### PROVIDED MATERIAL
---*---
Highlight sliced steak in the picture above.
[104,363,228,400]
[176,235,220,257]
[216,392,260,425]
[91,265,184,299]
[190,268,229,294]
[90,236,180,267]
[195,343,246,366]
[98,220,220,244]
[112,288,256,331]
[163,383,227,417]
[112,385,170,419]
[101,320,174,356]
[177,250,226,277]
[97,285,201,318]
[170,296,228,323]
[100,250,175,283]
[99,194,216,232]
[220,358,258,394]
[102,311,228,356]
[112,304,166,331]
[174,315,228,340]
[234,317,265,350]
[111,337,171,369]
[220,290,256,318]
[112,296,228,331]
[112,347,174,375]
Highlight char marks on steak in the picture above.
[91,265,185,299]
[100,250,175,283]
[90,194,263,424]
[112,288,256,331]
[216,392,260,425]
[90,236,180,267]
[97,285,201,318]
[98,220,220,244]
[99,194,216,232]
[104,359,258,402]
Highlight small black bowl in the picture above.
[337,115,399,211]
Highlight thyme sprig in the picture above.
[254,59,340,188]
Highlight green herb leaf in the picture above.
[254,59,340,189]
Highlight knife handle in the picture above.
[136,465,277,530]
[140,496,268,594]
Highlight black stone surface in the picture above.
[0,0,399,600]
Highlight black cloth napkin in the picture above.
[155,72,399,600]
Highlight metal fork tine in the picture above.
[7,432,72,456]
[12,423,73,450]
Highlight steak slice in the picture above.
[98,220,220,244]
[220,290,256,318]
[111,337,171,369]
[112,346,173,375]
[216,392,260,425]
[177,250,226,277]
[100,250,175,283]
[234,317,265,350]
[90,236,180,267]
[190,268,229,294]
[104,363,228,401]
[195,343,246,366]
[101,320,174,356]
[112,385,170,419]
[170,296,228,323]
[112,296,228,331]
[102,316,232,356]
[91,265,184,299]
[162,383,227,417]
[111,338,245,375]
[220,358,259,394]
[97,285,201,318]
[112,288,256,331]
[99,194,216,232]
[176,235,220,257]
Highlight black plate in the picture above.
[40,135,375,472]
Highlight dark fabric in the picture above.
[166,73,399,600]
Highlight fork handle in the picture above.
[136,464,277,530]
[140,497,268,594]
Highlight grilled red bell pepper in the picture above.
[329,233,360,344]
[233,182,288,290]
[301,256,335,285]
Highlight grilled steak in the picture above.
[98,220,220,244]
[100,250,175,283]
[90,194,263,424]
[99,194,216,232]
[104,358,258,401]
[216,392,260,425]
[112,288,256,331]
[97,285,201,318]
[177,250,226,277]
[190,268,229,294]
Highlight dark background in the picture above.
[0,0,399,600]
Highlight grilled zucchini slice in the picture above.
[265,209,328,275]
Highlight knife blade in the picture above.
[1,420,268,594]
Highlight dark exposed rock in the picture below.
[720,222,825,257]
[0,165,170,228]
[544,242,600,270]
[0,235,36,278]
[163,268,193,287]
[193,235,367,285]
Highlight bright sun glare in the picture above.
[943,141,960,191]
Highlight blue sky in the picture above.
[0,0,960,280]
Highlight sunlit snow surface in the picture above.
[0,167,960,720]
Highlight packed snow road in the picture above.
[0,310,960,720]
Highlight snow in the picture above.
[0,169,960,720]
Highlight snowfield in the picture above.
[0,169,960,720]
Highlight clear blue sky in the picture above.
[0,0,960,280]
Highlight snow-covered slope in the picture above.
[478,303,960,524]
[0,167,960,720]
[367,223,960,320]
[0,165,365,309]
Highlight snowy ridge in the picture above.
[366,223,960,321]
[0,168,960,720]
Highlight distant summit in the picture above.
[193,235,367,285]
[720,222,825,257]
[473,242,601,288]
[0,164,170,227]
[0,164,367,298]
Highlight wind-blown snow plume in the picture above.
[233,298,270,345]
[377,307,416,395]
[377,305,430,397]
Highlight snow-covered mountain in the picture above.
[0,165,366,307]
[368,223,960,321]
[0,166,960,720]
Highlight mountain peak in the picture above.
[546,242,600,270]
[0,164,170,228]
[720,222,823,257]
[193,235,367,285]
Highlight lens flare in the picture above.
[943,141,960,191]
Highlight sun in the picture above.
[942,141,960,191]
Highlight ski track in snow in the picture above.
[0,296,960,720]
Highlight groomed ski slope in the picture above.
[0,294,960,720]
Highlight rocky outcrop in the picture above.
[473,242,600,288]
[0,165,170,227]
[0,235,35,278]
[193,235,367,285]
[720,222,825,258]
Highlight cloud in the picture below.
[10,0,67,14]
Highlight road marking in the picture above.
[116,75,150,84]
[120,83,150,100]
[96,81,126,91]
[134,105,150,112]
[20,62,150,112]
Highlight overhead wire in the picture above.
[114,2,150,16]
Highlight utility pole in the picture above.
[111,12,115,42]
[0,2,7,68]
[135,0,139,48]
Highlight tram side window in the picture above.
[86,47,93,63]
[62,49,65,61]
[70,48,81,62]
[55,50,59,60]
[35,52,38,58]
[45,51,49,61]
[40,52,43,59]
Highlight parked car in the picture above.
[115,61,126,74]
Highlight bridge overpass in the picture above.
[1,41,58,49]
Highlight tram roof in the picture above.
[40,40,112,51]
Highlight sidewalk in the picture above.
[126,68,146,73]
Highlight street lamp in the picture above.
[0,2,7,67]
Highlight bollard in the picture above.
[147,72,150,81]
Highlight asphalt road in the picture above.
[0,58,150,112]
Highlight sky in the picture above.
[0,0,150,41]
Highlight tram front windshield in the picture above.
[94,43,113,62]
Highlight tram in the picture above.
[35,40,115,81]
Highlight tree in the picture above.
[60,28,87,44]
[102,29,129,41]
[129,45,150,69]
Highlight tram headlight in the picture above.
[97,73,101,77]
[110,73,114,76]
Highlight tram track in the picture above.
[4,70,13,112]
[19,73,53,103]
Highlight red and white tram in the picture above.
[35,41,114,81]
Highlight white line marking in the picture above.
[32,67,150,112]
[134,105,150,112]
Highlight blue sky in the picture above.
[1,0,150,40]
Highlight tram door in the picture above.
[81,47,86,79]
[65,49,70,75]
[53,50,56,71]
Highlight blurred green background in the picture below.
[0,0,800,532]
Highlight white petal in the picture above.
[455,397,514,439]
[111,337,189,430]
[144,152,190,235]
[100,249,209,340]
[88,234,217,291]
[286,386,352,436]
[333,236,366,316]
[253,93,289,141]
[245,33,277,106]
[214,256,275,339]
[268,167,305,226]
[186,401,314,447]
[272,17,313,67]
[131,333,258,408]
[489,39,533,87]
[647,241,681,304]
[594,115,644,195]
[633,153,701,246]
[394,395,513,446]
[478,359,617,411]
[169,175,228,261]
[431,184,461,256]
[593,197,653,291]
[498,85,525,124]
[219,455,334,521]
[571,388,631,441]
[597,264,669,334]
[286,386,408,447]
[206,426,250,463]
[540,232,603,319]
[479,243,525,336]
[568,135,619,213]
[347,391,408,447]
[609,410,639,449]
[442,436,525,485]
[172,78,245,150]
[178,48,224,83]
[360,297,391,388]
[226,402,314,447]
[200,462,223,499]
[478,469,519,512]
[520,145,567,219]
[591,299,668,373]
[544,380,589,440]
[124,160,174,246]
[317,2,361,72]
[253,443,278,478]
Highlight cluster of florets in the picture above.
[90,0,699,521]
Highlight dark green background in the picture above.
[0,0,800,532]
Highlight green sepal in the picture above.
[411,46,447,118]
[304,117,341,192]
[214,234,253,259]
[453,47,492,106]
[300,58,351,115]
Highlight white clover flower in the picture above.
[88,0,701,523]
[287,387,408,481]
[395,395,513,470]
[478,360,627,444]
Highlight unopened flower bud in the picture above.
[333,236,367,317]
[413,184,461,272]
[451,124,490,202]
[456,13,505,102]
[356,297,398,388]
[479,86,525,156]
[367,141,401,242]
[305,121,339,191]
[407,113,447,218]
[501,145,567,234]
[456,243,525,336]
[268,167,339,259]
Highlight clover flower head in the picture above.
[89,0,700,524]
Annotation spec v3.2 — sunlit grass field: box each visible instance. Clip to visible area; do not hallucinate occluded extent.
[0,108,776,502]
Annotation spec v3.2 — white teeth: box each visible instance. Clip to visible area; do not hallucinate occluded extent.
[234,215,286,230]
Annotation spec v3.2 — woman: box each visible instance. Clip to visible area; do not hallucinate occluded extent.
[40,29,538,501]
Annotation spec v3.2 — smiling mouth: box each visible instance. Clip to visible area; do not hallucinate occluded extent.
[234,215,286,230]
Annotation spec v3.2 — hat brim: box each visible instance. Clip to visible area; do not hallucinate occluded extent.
---*---
### THE TASK
Lay out as a numbered list the rows starting with the line containing "Highlight snowfield in the picture above." and going on through the line containing "[0,168,960,720]", both included, leaving out any blank lines.

### REPLY TO THE TASK
1. Highlight snowfield in the picture above.
2. [0,169,960,720]
3. Highlight clear blue sky in the picture above.
4. [0,0,960,280]
5. Highlight snow-covered slope in the picture above.
6. [478,303,960,524]
7. [0,167,960,720]
8. [367,223,960,320]
9. [0,165,365,309]
10. Highlight snowy ridge in the picture above.
11. [366,223,960,321]
12. [0,168,960,720]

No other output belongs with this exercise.